**PASSAGE:**
==*==

17 The Judge found in favour of KFELS on three independent grounds.
(a) First, the Judge found that the Tribunal intended to and did issue the Award in favour of Hydralift and not NOV Norway (GD at [30]). Applying s 19 of the IAA and applying the mechanical approach to enforcement, the court would not be enforcing the Award in the same manner as a judgment to the same effect if it were to allow the enforcement application (GD at [51]–[56]).
(b) Second, the Judge found that the use of Hydralift was not a mere misnomer because both parties objectively intended to use Hydralift’s name to refer only to Hydralift and not to NOV Norway (GD at [94], [118] and [134]). Thus, the arbitration and the Award were a nullity from the outset. In any event, a misnomer can only be corrected by taking the appropriate steps in the arbitration and this had not been done (GD at [67]–[68] and [145]).
(c) Third, the Judge found that NOV Norway was estopped by its representations in the arbitration and in the related litigation from denying that Hydralift (rather than itself) was the respondent in the arbitration. In reliance on those representations, KFELS spent substantial time and expense over 12 years prosecuting the claim and defending the counterclaim in the arbitration (GD at [150]–[151]).
18 At the same time, the Judge also agreed with NOV Norway that cl 21.1 of the Contract did not prohibit the 2004 mergers from transferring Hydralift’s rights under the Contract (including its rights under the arbitration agreement) to NOV Norway under Norwegian law (GD at [173]). Therefore, the Judge was satisfied that an arbitration agreement did exist between NOV Norway and KFELS and this was not a basis to refuse enforcement of the Award.
19 Finally, the Judge also found that NOV Norway did not fail in its duty to make full and frank disclosure of the material facts and this was not a basis to set aside ORC 462 (GD at [179]–[184]).
20 The Judge noted that he allowed SUM 495 with great reluctance. The arbitration had lasted 12 years and there had been no impediment in the arbitration to the parties presenting their cases. Furthermore, the fact that Hydralift ceased to exist did not detract from the Tribunal’s resolution of the parties’ dispute or from the procedure it followed in doing so. He also noted that the limitation period for any fresh arbitration to be commenced on the same claim and counterclaim had long since expired. However, despite these misgivings, the Judge considered that the appellant’s predicament was a result of its own decision to impersonate Hydralift in the arbitration and the related litigation (GD at [190]–[192]).

==*==

**EXTRACTED RECORDS:**

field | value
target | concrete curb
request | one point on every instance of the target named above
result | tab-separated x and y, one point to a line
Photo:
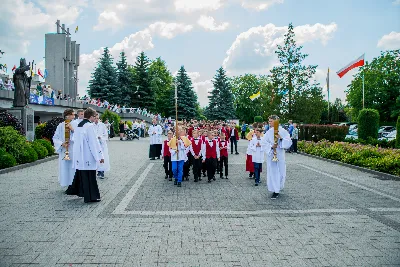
380	175
26	165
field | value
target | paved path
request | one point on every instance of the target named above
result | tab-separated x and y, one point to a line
328	215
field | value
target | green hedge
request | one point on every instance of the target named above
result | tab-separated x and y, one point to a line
47	144
398	132
313	132
367	156
6	159
373	142
40	149
368	124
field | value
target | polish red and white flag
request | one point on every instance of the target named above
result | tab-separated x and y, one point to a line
354	64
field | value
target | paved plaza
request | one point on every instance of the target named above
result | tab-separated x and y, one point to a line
327	215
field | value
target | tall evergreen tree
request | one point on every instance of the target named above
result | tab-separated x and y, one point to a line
221	99
104	84
142	95
292	77
162	85
124	77
187	98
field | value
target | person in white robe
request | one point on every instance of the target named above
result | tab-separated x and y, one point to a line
102	135
276	171
66	172
88	157
155	133
74	186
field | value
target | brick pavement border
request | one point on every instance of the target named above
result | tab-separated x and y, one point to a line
378	175
26	165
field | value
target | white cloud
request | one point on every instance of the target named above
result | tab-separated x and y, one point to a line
203	89
22	21
390	41
253	50
169	30
108	19
132	45
260	4
196	5
209	23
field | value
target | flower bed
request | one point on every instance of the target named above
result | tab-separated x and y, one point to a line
367	156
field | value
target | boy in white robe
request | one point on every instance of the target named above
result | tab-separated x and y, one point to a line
66	172
88	156
276	171
102	135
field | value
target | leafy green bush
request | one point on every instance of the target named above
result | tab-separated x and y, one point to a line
39	130
368	124
40	150
398	133
367	156
374	142
313	132
6	159
47	144
24	154
112	118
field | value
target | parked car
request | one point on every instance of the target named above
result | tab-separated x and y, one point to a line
385	130
390	136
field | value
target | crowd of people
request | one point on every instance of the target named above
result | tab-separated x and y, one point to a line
200	147
204	147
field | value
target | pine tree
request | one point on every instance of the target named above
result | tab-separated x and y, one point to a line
142	95
161	83
221	99
124	77
291	78
187	98
104	84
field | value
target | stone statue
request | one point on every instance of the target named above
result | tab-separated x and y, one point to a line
22	85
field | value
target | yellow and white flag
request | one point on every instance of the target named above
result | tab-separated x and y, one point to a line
255	96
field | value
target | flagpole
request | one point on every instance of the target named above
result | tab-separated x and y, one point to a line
327	86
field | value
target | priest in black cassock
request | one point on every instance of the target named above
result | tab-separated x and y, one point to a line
88	158
155	133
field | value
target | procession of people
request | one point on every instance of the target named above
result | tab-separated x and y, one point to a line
200	148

==*==

**REQUIRED TASK 1:** In the judgment excerpt, how many independent grounds did the Judge rely on in finding for KFELS?
**REQUIRED TASK 2:** Transcribe the stretch of the judgment excerpt from "17 The Judge found" through "(GD at [51]–[56]).".
**REQUIRED TASK 3:** Go on with the court judgment excerpt, starting after its last sentence.

**EXERCISE OUTPUT 1:** Three.

**EXERCISE OUTPUT 2:**
17 The Judge found in favour of KFELS on three independent grounds.
(a) First, the Judge found that the Tribunal intended to and did issue the Award in favour of Hydralift and not NOV Norway (GD at [30]). Applying s 19 of the IAA and applying the mechanical approach to enforcement, the court would not be enforcing the Award in the same manner as a judgment to the same effect if it were to allow the enforcement application (GD at [51]–[56]).

**EXERCISE OUTPUT 3:**
The parties’ arguments on appeal
Appellant’s case
21 NOV Norway’s case in the appeal is that KFELS should not be allowed to evade its liability under the Award purely because KFELS had named the respondent in the notice of arbitration as Hydralift and not NOV Norway. NOV Norway’s arguments can be broadly grouped into four categories:
(a) First, the Judge erred in adopting an excessively mechanical and rigid approach to s 19 of the IAA. Section 19 should be read to allow the court to give “effect” to the true state of affairs where one of the parties has been misnamed. In this case, NOV Norway is, in substance, the true respondent to the arbitration. Indeed, NOV Norway is the only possible respondent in the arbitration since it has succeeded Hydralift which no longer exists as a separate legal personality. In line with this, NOV Norway has participated in the arbitration for 12 years.
(b) Second, the intended respondent to the arbitration was NOV Norway and not Hydralift. This is what makes this a case of a mere misnomer. In determining whether a case is indeed one of a misnomer, the test should be to ask who the party receiving the notice of arbitration (here NOV Norway) would reasonably have understood to be the party intended to be sued. It would have been clear to NOV Norway that it was the intended respondent despite KFELS having named Hydralift as the respondent in the arbitration because NOV Norway had succeeded to all the rights and obligations of Hydralift. The Judge also erred in holding that a misnomer can only be corrected within the arbitration since this is not a mandatory or necessary step in order to validate the arbitration.
(c) Third, no estoppel could arise since KFELS would have continued with the arbitration had it known of the true state of affairs before the commencement of the arbitration. In any case, since the Award was in NOV Norway’s favour, KFELS’ reliance on any representations by NOV Norway did not cause it any detriment.
(d) Finally, NOV Norway relies on the Judge’s holding that cl 21.1 does not prohibit the transfer of rights under the Contract from Hydralift to NOV Norway.
Respondent’s case
22  As against this, KFELS’ case is that NOV Norway cannot be permitted to enforce an award rendered in favour of Hydralift, that being an indisputably different entity which had ceased to exist in 2004 even before the commencement of the arbitration. Its arguments too can be categorised into four groups:
(a) First, the Judge rightly found that to grant leave to NOV Norway to enforce the Award would be to assume a power to enforce an award that the Tribunal never intended to issue, had no reason to issue and did not in fact issue. The Judge’s application of the mechanical approach followed and implemented the Tribunal’s intent as manifest in its Award. Further, it was NOV Norway, who could have, but did not apprise the Tribunal of the true state of affairs.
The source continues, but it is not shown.